Given passage start
The mean annual discharge is 1720 m3 s−1 at the most downstream gauging station (Beaucaire), which makes the Rhône the most important freshwater input into the northwestern Mediterranean Sea (Van Den Broeck and Moutin, 2002). The 100-year flood is 10 300 m3 s−1. The highest floods since the beginning of daily hydrological measurements, from 1816 at Beaucaire, have occurred in October 1840 (13 000 m3 s−1) and May 1856 (12 500 m3 s−1). These floods are considered as a “reference” for the contemporary period. The mid-19th century corresponds to the end of the Little Ice Age, a period during which flood activity was high: the 1701–1710 period has especially exhibited the highest flood frequency of the Rhône history since the 14th century (22 months per decade at Arles against 13 months per decade for the 1851–1860 period; Pichard, 1995; Arnaud-Fassetta, 2003). The floods of November 1694 and December 1755 are the highest of their centuries (Pichard and Roucaute, 2014). The flow regime of the Swiss alpine Rhône is snowmelt-dominated, with low flows from November to April and high flows in late spring and summer. The French upper Rhône and the middle Rhône sections are influenced by a wide diversity of tributaries showing several flow patterns like ice and snowmelt (Isère, Arve rivers) and rainfall (Saône, Ain rivers). On the lower Rhône, the major tributaries (Drôme, Ardèche, and Durance rivers) have a Mediterranean regime with high discharges mostly during spring and autumn and frequent flash floods (Bravard, 2010). River training was conducted along both the Swiss and French parts of the Rhône. In France, human interventions were developed during three main periods (Thorel et al., 2018; Tena et al., 2020): (1) in the second half of the 19th century, with the construction of longitudinal “unsubmersible” dykes to locally protect the population from flooding; (2) from the late 19th to the early 20th century with the systematic construction of groyne fields connected to submersible dykes (infrastructures named “Casiers Girardon” from the engineer who designed them), created almost continuously from Lyon to Arles, and aimed at concentrating flows into a narrow single-bed channel to improve navigation; and (3) from the 1920s to the 1980s, with the construction of 19 hydroelectric dams and bypassing schemes between Lake Geneva and the Mediterranean Sea by the National Company of the Rhône River (CNR).
Channel correction and flow regulation induced major hydromorphological modifications such as incision and armouring, disconnection of secondary channels, floodplain terrestrialization, and subsequent loss of ecological functionalities (Roux et al., 1989; Amoros and Bornette, 2002; Parrot, 2015; Dépret et al., 2017; Tena et al., 2020). A large-scale restoration plan for the French Rhône has been conducted since 1998 to improve ecological conditions in the main channel and floodplain. This plan is based on the combination of two main measures: (i) increasing the minimum flow in bypassed reaches and (ii) reconnecting abandoned channels (Lamouroux et al., 2015). A second phase of restoration was launched in 2009 and currently consists of enhancing sediment transport processes into bypassed and main channel sections. The measures include riprap removal to reinitiate bank erosion and reintroduction of gravels dredged from reservoirs and navigable channels or excavated from restored side channels. Monitoring programmes are co-constructed between researchers and practitioners to assess restoration success and provide insights to improve restoration strategies (Lamouroux et al., 2015; Thorel et al., 2018).
Given passage end
Information given start
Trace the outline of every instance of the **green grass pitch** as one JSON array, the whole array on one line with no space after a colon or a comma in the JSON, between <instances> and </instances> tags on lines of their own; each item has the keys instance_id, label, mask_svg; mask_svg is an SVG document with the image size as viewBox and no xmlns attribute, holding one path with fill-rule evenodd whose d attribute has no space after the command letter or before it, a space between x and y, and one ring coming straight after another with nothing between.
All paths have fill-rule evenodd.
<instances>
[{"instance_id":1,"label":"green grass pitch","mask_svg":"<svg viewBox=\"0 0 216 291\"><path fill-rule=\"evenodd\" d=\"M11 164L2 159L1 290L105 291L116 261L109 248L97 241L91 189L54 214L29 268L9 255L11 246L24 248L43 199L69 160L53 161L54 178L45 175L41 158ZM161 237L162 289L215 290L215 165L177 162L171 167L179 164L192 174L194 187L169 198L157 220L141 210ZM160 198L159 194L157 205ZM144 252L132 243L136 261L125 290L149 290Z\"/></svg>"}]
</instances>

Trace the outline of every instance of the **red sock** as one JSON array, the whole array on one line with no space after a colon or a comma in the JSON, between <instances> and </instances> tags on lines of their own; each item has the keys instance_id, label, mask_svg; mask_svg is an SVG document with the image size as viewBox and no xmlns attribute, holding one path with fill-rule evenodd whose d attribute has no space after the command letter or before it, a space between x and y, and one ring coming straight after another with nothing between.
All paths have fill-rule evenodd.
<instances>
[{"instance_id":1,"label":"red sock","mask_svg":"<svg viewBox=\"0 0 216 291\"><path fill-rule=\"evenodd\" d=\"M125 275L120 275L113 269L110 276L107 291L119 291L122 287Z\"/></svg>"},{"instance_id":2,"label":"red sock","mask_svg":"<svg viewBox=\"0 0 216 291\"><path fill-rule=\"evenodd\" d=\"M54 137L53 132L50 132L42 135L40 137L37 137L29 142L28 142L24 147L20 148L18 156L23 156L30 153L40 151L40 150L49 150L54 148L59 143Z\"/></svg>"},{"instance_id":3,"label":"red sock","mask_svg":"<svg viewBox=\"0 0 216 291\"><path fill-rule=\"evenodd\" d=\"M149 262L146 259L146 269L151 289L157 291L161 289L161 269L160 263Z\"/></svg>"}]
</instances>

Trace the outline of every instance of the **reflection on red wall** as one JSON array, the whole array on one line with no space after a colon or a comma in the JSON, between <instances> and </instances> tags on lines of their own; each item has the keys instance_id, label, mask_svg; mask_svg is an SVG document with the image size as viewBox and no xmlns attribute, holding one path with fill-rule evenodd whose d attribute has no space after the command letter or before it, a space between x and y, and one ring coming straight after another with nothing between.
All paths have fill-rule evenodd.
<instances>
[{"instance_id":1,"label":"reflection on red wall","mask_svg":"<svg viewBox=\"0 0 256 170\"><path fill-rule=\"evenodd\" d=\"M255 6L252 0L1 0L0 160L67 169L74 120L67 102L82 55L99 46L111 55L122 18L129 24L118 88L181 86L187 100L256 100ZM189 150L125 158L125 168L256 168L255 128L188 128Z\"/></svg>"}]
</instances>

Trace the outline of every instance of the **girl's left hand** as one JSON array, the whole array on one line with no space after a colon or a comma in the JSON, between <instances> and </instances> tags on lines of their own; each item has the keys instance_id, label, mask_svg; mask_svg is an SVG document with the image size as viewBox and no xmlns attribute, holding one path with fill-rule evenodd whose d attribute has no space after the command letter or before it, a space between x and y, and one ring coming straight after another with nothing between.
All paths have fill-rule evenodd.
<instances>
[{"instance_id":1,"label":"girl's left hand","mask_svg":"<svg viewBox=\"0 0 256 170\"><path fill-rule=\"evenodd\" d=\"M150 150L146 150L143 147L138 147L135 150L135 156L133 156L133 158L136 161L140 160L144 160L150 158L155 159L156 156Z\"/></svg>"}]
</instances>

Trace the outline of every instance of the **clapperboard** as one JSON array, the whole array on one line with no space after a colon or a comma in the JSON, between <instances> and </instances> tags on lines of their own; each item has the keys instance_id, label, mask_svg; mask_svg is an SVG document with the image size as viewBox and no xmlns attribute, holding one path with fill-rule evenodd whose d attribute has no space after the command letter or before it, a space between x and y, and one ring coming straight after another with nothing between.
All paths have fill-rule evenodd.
Information given end
What is expected
In the passage on the Rhône, how many hydroelectric dams did the National Company of the Rhône River (CNR) build between Lake Geneva and the Mediterranean Sea?

Finished answer
Nineteen hydroelectric dams, built from the 1920s to the 1980s.